-- START Text shown --

Making a movie for the fans is such a deep deep pit.
Let's say they were to sit down and make a film for the fans. It sounds great on paper. But which fans do they make the film for? Fans of the OT? Fans of the PT? What one Star Wars fan dislikes another likes. So who should they make the film for?
Or would it be a better idea to simply make the best film they know how. If one group of fans doesn't like it, that's to bad. If one group likes it, great! Let's move one to the next project.
For that matter, let's suppose they even settle on which era of fans. Let's say they want to make films for OT fans. Great! What's that mean? Well, for most OT fans it means endlessly reiterating the OT, hitting the same beats, making the same callbacks, etc. Except, wait, that's
not what fans want. They want it to be different. But the same. But, like, new. But also familiar.
This is, in my opinion, a nearly impossible task. It's why remakes are so often either an IP glaze on an otherwise very different product, or an "embiggening" of the popular elements from the previous films. Similar story with sequels.
I see Star Wars fans who complained about how TFA was just a boring rehash of ANH with a gender-flipped protagonist. I think there's more to it than that, but it definitely felt like it played things too safe. I accepted a lot of that as just setting the stage for future films, but I was personally hoping we'd move beyond the confines of the OT instead of reheating a bunch of elements from it.
To my way of thinking, the only way to break the cycle of just repeating what happened in the other films is to firmly plant your flag and go in a different direction. Johnson did that. Might have pissed off a lot of fans, but I'm hoping that JJ doesn't/can't just whip a re-do of ROTJ on us for the next film after the state of affairs at the end of Ep. VIII.

-- END Text shown --
-- START Data --

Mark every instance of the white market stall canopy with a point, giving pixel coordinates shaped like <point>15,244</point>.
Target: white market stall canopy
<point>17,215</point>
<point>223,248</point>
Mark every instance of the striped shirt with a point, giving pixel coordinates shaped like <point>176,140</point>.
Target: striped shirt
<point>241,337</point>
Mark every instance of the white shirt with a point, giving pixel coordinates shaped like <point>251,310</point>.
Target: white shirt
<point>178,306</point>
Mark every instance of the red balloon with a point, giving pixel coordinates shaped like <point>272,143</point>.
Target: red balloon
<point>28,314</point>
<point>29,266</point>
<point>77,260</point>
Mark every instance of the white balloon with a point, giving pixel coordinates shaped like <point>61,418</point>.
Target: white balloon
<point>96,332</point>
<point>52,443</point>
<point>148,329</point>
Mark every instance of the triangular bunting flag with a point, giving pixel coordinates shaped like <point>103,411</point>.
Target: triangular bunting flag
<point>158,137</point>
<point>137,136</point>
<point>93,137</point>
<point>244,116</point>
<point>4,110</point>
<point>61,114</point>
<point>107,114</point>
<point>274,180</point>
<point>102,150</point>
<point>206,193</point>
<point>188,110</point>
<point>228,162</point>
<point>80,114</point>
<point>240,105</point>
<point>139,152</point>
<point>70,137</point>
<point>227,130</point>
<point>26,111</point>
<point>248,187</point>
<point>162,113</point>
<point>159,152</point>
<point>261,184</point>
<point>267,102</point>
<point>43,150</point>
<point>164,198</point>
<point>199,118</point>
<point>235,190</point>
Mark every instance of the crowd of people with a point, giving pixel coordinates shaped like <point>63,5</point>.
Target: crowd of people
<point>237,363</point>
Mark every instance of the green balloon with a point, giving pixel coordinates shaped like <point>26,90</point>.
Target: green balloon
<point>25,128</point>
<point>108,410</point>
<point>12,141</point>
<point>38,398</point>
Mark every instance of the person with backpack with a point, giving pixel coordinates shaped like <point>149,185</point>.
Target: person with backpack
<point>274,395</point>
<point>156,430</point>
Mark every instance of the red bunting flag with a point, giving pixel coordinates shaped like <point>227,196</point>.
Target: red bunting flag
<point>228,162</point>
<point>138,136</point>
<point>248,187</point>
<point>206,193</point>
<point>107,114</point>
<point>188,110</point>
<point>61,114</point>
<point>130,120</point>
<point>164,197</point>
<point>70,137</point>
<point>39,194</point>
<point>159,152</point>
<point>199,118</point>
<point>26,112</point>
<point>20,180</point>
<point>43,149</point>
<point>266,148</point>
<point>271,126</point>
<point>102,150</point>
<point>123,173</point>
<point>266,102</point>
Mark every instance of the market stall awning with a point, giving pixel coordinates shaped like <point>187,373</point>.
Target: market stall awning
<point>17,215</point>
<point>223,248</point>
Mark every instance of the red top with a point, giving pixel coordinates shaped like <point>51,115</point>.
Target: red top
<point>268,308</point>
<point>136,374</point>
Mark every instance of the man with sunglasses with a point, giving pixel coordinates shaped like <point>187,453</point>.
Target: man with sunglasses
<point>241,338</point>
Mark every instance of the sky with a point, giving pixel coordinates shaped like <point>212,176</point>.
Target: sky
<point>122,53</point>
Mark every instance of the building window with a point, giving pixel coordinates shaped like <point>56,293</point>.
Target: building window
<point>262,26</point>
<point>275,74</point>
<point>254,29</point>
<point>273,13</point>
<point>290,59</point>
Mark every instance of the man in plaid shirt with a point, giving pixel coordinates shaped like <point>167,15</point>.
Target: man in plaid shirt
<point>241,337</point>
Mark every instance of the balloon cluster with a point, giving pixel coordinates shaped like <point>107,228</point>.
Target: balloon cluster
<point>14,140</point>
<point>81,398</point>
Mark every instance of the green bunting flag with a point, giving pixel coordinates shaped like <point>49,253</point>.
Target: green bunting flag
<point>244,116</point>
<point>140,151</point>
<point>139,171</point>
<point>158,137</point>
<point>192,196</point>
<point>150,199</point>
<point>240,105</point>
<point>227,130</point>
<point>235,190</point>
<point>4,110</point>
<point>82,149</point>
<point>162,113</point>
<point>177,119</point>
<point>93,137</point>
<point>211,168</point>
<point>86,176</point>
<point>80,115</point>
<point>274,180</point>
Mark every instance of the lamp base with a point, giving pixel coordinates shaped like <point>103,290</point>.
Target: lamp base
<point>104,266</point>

-- END Data --

Goals:
1: Duplicate the Star Wars post, everything from "Let's say they were" down to "the next project.".
2: Answer these from the Star Wars post:
(a) What does making films for OT fans mean for most of them, according to the post?
(b) Which film did some fans call a boring rehash of ANH?
(c) Who does the post say planted a flag and went in a different direction?
3: Take the Star Wars post further, starting right after its last sentence.

Task answers:
1:
Let's say they were to sit down and make a film for the fans. It sounds great on paper. But which fans do they make the film for? Fans of the OT? Fans of the PT? What one Star Wars fan dislikes another likes. So who should they make the film for?
Or would it be a better idea to simply make the best film they know how. If one group of fans doesn't like it, that's to bad. If one group likes it, great! Let's move one to the next project.

2:
(a) Endlessly reiterating the OT, hitting the same beats and making the same callbacks.
(b) TFA.
(c) Johnson.

3:
Exactly.
Whether Rian made the right choices or not will be debated for at least another 30 years, and there's plenty to be critical of. But his intent was noble enough. I never want a movie to play it safe.
I think it's the right choice if only because it's the only one I really ee that offers a respite from endless iterations of what came before. And no, I don't think that's the point or that "they should rhyme" is the be-all/end-all of storytelling. Certain elements may be common in the stories, but that doesn't mean we should just repeat everything ad infinitum.
I dunno. I think TLJ sank on tone issues as much as anything.
When people don't like the tone of a movie they still mostly bring up specific things to complain about. But if the tone had been better they would have been less bothered by the specific rough spots.
I don't think it's "tone" exactly. I mean, I get what you're saying -- when people generally like a movie, they gloss over the stuff they didn't like, and when they dislike it, they start to pick it apart. But I'm not sure if "tone" is exactly the right word for what was different here.
You missed the part about him and Harve Bennett wanting Spock to stay dead, but people were so bummed after the test screenings that they quickly did reshoots to include the photon tube scene at the end of the film....
Nick Meyer also watched every single episode of TOS and wrote his screen play based on his summation that the best episodes always revolved around the triumvirate of Kirk, Spock and McCoy and stayed true to the core of each character - logic (Spock), emotion (McCoy) and the brashness of youth (Kirk).
He just turned it on its head a bit with Kirk grappling with getting old.
The main problem I personally have have with the new trilogy - aside from whether or not the films themselves are good/enjoyable/etc. or not - all stem from TFA and was carried through in TLJ is that all of the heroes that we grew up watching all became epic failures after ROTJ.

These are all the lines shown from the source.